- PASSAGE PROVIDED:
════════════════

The climate emergency is accelerating this breakdown. A powerful El Niño has officially formed in the Pacific Ocean, with scientists warning there is a 90% chance it will become the strongest in over a century, threatening severe drought, catastrophic flooding, and extreme heat across the globe [10]. The United Nations reports that global sea levels are now rising at twice the rate they were a decade ago, placing coastal communities under severe threat [11]. Water emergencies are unfolding on multiple continents: the Colorado River is shrinking, Bangladesh farmers warn of “war over water,” and Johannesburg residents face a 12.5% water price hike that critics say turns a basic necessity into a burden only the wealthy can afford [12].
While the planet burns and wars rage, the financial system is experiencing its own fever dream. A wave of blockbuster initial public offerings from tech giants like SpaceX, OpenAI, and Anthropic is flooding public markets, making SpaceX founder Elon Musk the world’s first trillionaire [13]. Yet a strange contradiction lies at the heart of this financial mania: the very companies that could make the most money from artificial intelligence are also the ones shouting the loudest about its dangers, a process critics call “selling fear and hope in the same package” [14].
The human cost of this captured system is being felt everywhere. Kenya has declared an emergency over a surge in femicide and gender-based violence, fast-tracking measures to address the crisis amid public outcry [15]. In Turkey, women’s rights organizations are protesting a proposed judicial bill they say weakens protections for women, as allegations emerge that police subjected a detained activist to a forced strip search described as sexual torture [16]. The United States has deported a group of migrants, including Iranian women, to the Central African Republic, one of the world’s most dangerous countries, under a controversial third-country agreement [17]. In Northern Ireland, a far-right mob trapped two Ugandan care workers in their Belfast home for four hours, setting fires and throwing Molotov cocktails [18].

════════════════

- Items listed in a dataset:

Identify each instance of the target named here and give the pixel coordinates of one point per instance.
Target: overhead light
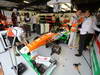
(26, 2)
(65, 7)
(69, 4)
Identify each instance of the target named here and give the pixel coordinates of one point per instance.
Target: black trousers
(34, 27)
(84, 42)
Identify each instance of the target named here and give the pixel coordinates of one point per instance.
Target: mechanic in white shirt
(73, 34)
(86, 32)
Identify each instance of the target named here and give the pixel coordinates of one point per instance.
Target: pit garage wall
(95, 57)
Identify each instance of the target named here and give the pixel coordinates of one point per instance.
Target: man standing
(74, 26)
(86, 32)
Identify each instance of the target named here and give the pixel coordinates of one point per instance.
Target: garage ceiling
(41, 5)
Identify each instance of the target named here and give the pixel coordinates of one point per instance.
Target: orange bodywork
(44, 39)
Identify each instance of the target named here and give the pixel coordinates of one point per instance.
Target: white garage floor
(65, 62)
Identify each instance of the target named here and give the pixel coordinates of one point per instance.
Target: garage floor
(65, 61)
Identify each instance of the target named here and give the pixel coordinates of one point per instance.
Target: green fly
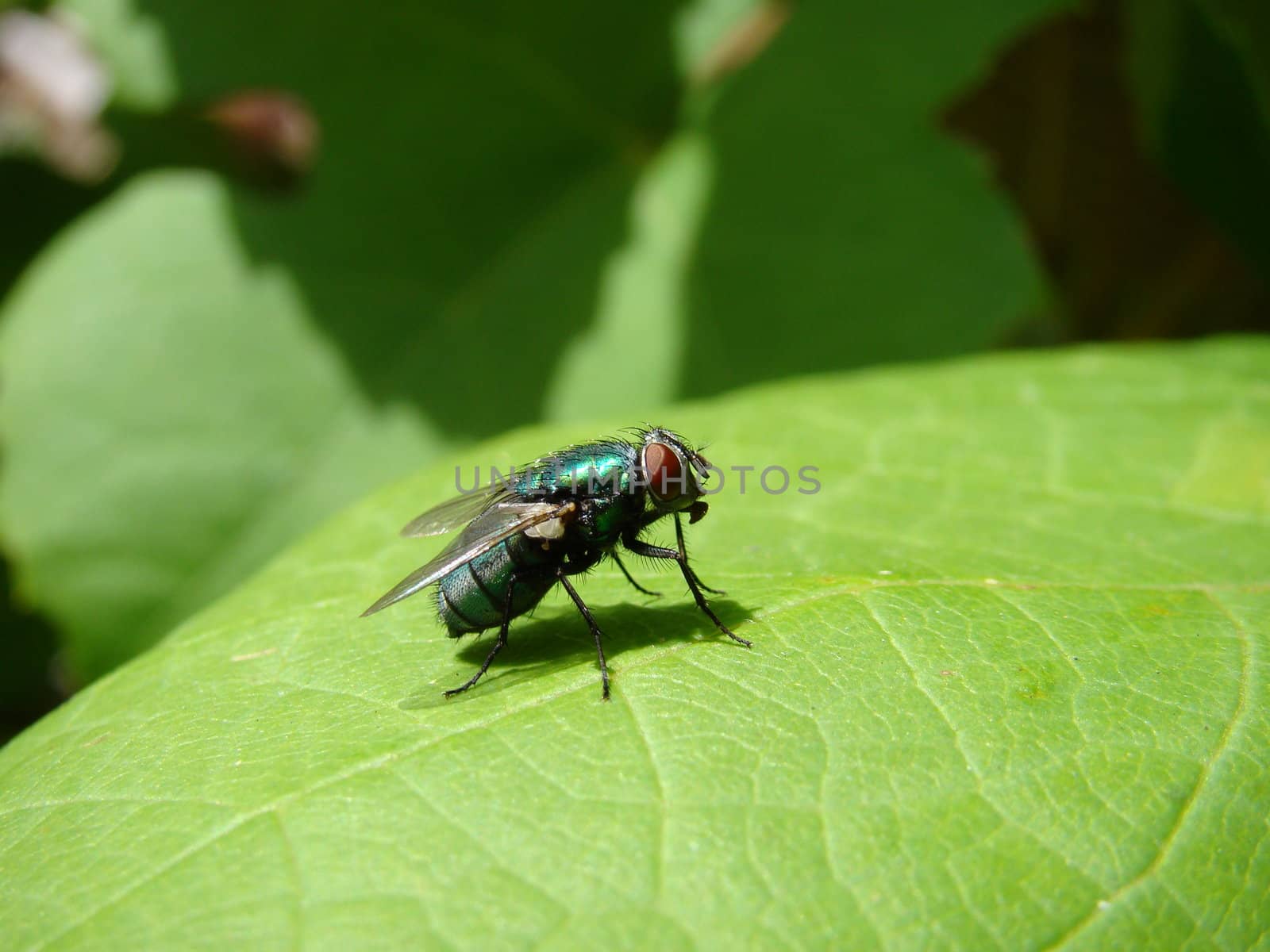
(552, 520)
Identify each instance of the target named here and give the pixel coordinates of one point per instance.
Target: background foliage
(508, 216)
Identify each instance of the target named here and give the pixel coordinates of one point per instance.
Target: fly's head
(673, 473)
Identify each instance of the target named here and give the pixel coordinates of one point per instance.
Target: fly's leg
(638, 587)
(645, 549)
(498, 645)
(683, 560)
(591, 624)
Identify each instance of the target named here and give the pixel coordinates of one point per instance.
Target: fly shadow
(537, 647)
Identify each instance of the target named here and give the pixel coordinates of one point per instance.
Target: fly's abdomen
(471, 598)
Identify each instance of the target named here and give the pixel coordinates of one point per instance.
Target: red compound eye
(664, 471)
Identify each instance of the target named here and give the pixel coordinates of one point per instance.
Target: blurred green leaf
(1007, 691)
(1202, 118)
(194, 374)
(1246, 25)
(845, 226)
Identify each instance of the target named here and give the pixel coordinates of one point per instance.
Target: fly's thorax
(602, 469)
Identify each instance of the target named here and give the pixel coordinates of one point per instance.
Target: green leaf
(194, 376)
(1194, 78)
(1009, 689)
(1246, 25)
(845, 225)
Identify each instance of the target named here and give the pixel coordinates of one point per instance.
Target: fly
(554, 520)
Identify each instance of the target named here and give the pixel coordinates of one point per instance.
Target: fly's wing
(505, 520)
(454, 513)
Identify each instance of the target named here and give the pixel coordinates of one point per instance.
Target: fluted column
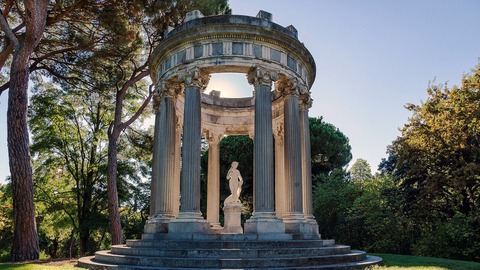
(213, 185)
(157, 102)
(294, 219)
(293, 166)
(279, 171)
(305, 104)
(263, 219)
(189, 219)
(163, 169)
(178, 160)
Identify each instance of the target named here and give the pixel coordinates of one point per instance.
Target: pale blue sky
(372, 58)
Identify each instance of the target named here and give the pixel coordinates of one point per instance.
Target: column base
(189, 222)
(297, 225)
(313, 222)
(233, 212)
(158, 224)
(264, 223)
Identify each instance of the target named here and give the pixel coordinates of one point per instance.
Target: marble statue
(235, 183)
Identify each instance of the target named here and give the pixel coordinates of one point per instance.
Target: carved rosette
(195, 77)
(305, 102)
(170, 89)
(289, 86)
(179, 124)
(278, 131)
(261, 76)
(213, 138)
(157, 102)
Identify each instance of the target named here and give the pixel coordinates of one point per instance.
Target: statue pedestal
(232, 213)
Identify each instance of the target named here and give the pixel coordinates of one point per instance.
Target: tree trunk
(113, 213)
(25, 239)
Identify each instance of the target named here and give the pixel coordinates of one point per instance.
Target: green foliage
(360, 171)
(332, 200)
(402, 262)
(330, 148)
(6, 221)
(69, 128)
(379, 209)
(458, 237)
(437, 163)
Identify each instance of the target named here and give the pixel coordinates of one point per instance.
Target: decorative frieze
(261, 76)
(195, 77)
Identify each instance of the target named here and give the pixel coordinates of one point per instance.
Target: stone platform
(228, 251)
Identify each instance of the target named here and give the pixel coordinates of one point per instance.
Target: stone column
(189, 219)
(163, 170)
(279, 172)
(263, 219)
(157, 103)
(178, 160)
(213, 189)
(293, 218)
(305, 104)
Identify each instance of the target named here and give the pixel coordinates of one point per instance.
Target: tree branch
(140, 110)
(4, 87)
(8, 31)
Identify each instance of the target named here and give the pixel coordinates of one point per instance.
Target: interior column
(190, 219)
(263, 218)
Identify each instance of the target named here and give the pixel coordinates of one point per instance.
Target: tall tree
(437, 163)
(440, 145)
(329, 146)
(34, 16)
(360, 171)
(151, 20)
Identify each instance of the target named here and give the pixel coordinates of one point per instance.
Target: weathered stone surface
(233, 212)
(281, 71)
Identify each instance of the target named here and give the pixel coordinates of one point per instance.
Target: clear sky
(372, 56)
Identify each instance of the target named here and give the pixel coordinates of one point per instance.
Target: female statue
(235, 183)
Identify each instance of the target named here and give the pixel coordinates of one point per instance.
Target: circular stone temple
(282, 232)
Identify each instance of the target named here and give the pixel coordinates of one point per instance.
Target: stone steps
(229, 254)
(227, 263)
(90, 263)
(172, 244)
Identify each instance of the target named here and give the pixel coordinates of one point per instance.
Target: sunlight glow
(230, 85)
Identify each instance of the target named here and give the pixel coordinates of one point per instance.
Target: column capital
(213, 138)
(261, 76)
(288, 86)
(278, 131)
(195, 77)
(170, 89)
(305, 102)
(157, 102)
(179, 124)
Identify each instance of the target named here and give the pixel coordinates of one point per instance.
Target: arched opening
(230, 85)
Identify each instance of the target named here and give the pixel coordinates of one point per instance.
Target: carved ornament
(195, 77)
(261, 76)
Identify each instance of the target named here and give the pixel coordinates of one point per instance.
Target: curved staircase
(227, 251)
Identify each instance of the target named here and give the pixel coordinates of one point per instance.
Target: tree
(437, 161)
(360, 171)
(69, 146)
(106, 36)
(144, 24)
(34, 16)
(333, 197)
(330, 148)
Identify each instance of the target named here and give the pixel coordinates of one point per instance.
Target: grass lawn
(59, 265)
(391, 261)
(401, 262)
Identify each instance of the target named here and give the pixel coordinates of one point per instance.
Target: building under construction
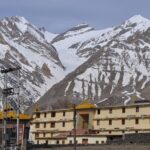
(11, 128)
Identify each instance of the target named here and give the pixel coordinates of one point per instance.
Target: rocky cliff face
(109, 66)
(115, 64)
(23, 44)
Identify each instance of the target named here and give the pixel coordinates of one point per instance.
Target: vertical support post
(74, 121)
(18, 109)
(5, 114)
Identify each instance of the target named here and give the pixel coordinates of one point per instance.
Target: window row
(123, 110)
(122, 122)
(53, 114)
(52, 125)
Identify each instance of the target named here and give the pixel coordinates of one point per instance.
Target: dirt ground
(102, 147)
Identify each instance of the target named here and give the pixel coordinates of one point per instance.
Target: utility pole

════════════════

- ACTIVITY LIST:
**A)** In the passage on world crises, how long did a far-right mob trap two Ugandan care workers in their Belfast home?
**B)** From the passage on world crises, pull out the stretch from "The human cost" through "Molotov cocktails [18].".
**C)** Write what comes next in the passage on world crises, picking up after its final sentence.

- EXERCISE ANSWERS:
**A)** Four hours.

**B)**
The human cost of this captured system is being felt everywhere. Kenya has declared an emergency over a surge in femicide and gender-based violence, fast-tracking measures to address the crisis amid public outcry [15]. In Turkey, women’s rights organizations are protesting a proposed judicial bill they say weakens protections for women, as allegations emerge that police subjected a detained activist to a forced strip search described as sexual torture [16]. The United States has deported a group of migrants, including Iranian women, to the Central African Republic, one of the world’s most dangerous countries, under a controversial third-country agreement [17]. In Northern Ireland, a far-right mob trapped two Ugandan care workers in their Belfast home for four hours, setting fires and throwing Molotov cocktails [18].

**C)**
Political systems are cracking under the strain. In the United Kingdom, Prime Minister Keir Starmer is fighting for his political survival after his defence secretary and defence minister resigned over claims the government is not spending enough to protect the country from a potential Russian attack [19]. In Bulgaria, the new government has banned state arms supplies to Ukraine, breaking with European Union policy, while the EU will resume membership negotiations with Kyiv after Hungary lifted its veto [20]. Hungary’s new government has publicly committed to fighting antiziganism, a specific form of racism targeting Roma people, but experts warn that decades of systemic exclusion will not be reversed overnight [21].
As the planet burns, wars rage, and inequality deepens, the pattern of endless conflict is reshaping global politics—not to resolve crises, but to serve the interests of powerful nations and war industries while ordinary people pay the price in hunger, displacement, and death. The question remains whether the world can deliver the urgent, coordinated action needed to prevent the damage from becoming irreversible.